→ Request: Rewrite the data from the line containing "If you could segment every instance of the yellow" through the line containing "M 417 626 L", swapping "sauce bottle" for "condiment bottle" and leaving everything else as it is.
|---|
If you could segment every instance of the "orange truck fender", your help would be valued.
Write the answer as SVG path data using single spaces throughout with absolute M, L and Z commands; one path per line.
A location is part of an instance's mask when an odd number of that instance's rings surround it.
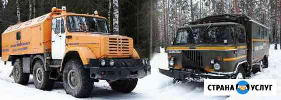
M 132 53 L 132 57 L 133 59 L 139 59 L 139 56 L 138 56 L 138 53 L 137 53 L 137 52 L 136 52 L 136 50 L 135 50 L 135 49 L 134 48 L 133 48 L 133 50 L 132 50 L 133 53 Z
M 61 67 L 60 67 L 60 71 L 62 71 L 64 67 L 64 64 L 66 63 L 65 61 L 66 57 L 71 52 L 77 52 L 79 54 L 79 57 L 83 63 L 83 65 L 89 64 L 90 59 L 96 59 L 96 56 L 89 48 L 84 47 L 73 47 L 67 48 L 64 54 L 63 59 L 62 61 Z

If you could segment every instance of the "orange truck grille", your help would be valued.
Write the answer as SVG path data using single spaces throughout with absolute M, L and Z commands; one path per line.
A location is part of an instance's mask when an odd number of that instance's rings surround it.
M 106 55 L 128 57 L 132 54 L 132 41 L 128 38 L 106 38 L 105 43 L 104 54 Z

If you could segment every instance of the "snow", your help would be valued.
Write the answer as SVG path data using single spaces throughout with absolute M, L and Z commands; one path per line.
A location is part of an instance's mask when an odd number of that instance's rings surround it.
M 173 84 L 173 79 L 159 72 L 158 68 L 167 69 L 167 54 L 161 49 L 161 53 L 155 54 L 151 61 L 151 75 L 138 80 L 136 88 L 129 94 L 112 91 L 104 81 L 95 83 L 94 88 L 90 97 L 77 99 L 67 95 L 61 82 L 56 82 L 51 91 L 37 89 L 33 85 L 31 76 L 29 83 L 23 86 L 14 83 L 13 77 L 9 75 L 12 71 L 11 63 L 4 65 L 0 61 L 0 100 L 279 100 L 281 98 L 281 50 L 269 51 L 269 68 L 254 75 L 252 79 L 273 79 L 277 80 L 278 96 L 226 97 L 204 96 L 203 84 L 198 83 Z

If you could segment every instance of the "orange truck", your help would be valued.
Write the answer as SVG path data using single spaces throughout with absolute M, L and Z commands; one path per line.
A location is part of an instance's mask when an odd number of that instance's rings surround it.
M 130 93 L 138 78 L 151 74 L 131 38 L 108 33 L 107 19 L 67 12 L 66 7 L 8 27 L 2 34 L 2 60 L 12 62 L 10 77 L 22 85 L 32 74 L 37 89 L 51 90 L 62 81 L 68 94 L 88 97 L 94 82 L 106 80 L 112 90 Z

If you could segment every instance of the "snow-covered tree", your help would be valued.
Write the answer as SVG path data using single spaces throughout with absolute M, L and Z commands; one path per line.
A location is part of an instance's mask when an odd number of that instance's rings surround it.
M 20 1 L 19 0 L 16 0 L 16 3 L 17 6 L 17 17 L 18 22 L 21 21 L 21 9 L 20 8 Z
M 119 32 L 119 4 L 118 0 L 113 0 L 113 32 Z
|---|
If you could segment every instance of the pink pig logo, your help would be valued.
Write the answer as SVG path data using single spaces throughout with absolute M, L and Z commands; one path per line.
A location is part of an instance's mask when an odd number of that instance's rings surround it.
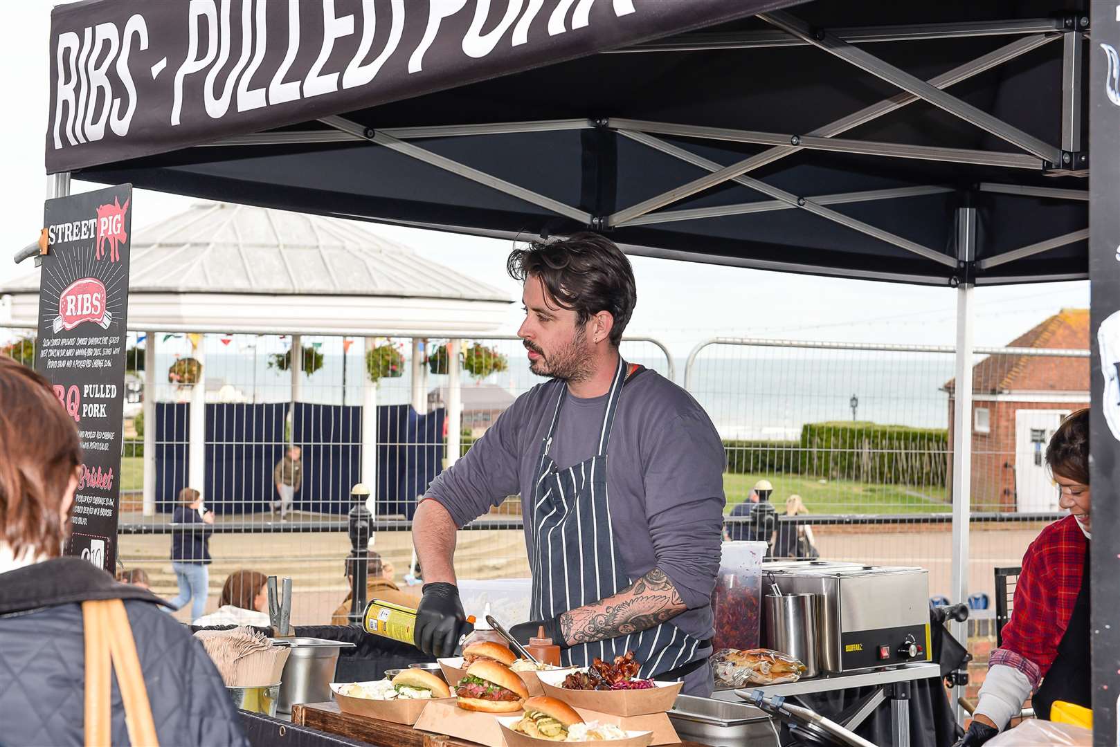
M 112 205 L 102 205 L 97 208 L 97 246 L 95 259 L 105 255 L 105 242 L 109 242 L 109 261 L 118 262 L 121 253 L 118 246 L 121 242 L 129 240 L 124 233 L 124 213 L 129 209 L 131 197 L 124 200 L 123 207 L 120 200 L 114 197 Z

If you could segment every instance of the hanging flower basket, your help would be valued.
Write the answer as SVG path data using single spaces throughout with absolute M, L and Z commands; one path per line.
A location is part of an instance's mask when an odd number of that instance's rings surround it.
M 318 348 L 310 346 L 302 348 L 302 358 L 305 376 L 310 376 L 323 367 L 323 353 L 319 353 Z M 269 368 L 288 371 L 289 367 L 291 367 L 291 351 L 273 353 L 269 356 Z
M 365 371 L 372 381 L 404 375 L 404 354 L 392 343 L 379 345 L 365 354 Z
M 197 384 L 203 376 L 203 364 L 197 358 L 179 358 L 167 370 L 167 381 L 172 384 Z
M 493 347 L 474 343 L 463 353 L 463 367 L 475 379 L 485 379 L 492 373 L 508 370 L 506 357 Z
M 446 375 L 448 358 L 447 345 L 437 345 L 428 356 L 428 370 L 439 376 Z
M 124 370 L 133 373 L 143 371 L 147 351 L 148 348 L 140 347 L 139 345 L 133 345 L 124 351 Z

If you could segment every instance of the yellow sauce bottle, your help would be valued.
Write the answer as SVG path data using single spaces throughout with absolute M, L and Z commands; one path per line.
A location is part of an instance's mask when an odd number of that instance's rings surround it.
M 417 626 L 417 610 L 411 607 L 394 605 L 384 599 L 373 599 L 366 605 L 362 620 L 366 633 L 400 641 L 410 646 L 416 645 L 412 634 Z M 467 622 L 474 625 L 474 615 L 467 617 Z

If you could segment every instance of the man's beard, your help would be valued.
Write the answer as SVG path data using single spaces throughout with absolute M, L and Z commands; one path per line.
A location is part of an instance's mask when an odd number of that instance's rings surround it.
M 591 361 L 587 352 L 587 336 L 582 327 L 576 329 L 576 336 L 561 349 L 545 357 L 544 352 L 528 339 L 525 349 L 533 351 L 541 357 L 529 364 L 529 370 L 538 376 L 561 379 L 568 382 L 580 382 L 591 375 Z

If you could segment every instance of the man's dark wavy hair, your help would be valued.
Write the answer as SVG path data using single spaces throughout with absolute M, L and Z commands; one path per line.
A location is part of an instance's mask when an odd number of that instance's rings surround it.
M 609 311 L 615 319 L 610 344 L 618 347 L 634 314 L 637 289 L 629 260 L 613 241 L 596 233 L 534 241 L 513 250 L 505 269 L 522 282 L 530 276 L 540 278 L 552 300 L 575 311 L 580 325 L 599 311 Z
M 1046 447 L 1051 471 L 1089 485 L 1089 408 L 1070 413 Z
|---|
→ Finished exercise:
If you could segment every instance of the yellow condiment bottle, your help would be valued.
Write the answer as SVG path data using single spaces throughout with absolute M, L and Z commands; one path per line.
A location is part of an instance's mask when an odd number of that instance's rings surround it.
M 417 626 L 417 610 L 411 607 L 394 605 L 384 599 L 373 599 L 366 605 L 362 620 L 366 633 L 400 641 L 410 646 L 416 645 L 412 634 Z M 467 622 L 474 625 L 474 615 L 467 617 Z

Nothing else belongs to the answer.